◆ **Referring expression pointing data**:

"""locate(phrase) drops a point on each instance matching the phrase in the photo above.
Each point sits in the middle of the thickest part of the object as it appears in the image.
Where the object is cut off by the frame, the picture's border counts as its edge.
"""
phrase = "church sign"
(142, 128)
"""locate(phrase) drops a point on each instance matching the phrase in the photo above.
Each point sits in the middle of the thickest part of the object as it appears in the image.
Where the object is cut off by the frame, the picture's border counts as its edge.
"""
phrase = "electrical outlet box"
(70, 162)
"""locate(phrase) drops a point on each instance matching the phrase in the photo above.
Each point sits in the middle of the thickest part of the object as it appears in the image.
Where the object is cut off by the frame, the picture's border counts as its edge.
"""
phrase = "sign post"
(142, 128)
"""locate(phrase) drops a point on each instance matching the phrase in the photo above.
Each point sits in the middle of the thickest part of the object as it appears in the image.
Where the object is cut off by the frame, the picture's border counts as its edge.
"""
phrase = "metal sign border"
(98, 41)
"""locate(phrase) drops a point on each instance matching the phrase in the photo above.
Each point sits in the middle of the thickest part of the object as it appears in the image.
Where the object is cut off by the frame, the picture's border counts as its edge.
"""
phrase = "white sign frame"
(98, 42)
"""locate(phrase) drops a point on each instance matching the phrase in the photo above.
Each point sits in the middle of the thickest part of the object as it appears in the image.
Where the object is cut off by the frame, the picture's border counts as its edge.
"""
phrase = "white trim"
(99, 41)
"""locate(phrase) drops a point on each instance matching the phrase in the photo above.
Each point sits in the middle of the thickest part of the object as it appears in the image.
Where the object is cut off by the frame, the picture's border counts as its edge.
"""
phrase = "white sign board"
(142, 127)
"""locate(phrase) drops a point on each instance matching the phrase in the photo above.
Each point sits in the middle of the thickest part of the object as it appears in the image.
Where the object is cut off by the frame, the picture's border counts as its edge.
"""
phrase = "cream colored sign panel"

◆ **ABOUT THIS TASK**: Word for word, set down all of the records above.

◆ **RESPONSE BOX**:
"""locate(phrase) drops a point on each instance matching the phrase in the photo above.
Each point sits in the middle of the thickest part of the object as it appears in the image.
Where the object is cut off by the frame, the picture's border counts as its edge.
"""
phrase = "church sign"
(142, 128)
"""locate(phrase) drops a point on each instance matching the phrase in the photo above.
Each point sits in the middle of the thickest part of the object as it appears in the image.
Where the object is cut off by the frame, the picture's border counts as its edge.
"""
phrase = "electrical outlet box"
(70, 162)
"""locate(phrase) drops a point on each instance matching the phrase in the photo above.
Each point sits in the middle of the thickest part of the object as it appears in the image.
Where the object is cut off by the frame, the picture's border counts as its edge.
"""
phrase = "sign post"
(142, 128)
"""locate(phrase) drops a point on each instance matching the phrase in the photo above.
Each point sits in the middle of the thickest part of the object as it appears in the image.
Where the object is cut off by the frame, the picture's border counts as its edge.
"""
phrase = "metal sign border"
(98, 41)
"""locate(phrase) drops a point on each instance matching the phrase in the photo above.
Each point sits in the middle of the thickest part of the object as it appears in the image.
Where the object is cut off by the frame, the picture's border counts as its edge.
"""
phrase = "white sign frame"
(98, 42)
"""locate(phrase) drops a point on each instance matching the phrase in the photo above.
Each point sits in the middle of the thickest part of the object as it appears in the image.
Where the object is cut off by the frame, the picture's border counts as its edge.
"""
phrase = "white trim"
(99, 41)
"""locate(phrase) drops a point on each instance matching the phrase in the photo above.
Each point sits in the middle of the thickest part of the object as it appears in the image.
Where the object is cut off by the frame, the picture's border counts as its edge.
"""
phrase = "white sign board"
(142, 127)
"""locate(phrase) drops a point on each instance matching the phrase in the photo above.
Each point sits in the middle of the thickest part of the object as it appears in the image.
Where the object is cut off by the frame, the picture's border counts as its edge.
"""
phrase = "cream colored sign panel"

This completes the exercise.